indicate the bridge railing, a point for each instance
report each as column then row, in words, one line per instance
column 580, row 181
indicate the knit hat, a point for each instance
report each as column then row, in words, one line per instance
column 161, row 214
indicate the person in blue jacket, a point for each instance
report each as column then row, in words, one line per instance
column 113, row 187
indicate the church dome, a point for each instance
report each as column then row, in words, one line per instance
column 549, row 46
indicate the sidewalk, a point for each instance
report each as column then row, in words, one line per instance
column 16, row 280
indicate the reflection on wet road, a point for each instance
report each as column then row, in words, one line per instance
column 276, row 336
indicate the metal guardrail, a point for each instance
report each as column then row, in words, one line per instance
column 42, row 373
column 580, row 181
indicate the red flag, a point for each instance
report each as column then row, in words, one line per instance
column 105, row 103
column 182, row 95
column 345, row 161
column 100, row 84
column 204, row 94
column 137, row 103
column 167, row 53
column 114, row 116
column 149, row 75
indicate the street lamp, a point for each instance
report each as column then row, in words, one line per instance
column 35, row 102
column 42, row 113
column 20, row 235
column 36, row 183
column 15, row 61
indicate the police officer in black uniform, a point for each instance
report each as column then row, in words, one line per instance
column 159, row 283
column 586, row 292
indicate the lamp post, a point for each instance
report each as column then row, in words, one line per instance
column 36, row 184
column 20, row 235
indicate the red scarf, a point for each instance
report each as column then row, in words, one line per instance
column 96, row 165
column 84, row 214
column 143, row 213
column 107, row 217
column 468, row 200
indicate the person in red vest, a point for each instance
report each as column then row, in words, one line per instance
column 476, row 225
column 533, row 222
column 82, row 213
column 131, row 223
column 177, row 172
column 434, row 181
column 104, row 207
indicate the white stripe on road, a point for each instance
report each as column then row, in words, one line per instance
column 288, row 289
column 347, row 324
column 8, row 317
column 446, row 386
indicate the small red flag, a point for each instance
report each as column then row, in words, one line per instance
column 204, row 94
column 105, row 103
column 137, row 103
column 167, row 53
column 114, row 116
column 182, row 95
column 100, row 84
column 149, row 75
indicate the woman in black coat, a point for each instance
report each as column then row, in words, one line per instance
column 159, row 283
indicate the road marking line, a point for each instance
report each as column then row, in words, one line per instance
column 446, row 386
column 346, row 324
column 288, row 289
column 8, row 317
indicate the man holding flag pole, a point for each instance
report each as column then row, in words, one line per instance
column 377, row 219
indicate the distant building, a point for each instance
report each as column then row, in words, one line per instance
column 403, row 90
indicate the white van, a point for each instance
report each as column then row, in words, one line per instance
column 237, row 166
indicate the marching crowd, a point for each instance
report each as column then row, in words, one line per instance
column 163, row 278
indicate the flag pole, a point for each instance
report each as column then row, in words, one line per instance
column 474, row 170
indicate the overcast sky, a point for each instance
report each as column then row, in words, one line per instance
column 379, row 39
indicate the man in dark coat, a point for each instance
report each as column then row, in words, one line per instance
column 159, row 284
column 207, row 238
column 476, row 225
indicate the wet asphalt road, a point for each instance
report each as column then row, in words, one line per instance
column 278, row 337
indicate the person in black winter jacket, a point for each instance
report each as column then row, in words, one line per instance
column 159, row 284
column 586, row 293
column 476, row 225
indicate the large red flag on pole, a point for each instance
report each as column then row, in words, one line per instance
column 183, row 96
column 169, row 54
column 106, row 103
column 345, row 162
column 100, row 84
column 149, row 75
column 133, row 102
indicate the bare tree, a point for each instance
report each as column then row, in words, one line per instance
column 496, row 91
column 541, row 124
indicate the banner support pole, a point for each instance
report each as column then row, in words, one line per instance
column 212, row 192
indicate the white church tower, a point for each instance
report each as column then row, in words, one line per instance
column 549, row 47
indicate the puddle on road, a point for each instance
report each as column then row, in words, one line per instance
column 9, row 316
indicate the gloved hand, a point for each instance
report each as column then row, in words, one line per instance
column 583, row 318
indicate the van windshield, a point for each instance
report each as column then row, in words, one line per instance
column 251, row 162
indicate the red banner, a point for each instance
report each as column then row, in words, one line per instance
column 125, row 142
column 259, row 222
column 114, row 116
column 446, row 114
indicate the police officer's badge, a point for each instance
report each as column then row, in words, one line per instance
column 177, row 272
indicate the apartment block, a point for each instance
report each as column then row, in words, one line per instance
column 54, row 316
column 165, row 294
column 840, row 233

◆ ◆ ◆ ◆ ◆

Exercise requirements ->
Exactly reproduce the lines from the one containing "indicate the red banner, a" through the end of the records, and only those lines.

Worked solution ->
indicate the red banner, a point for each instance
report each as column then row, in words, one line per instance
column 125, row 142
column 259, row 222
column 114, row 116
column 446, row 114
indicate the police officer's badge, a point for each instance
report each as column then row, in words, one line per instance
column 177, row 272
indicate the apartment block, a point for each instance
report each as column then row, in words, one line per instance
column 54, row 316
column 165, row 294
column 840, row 233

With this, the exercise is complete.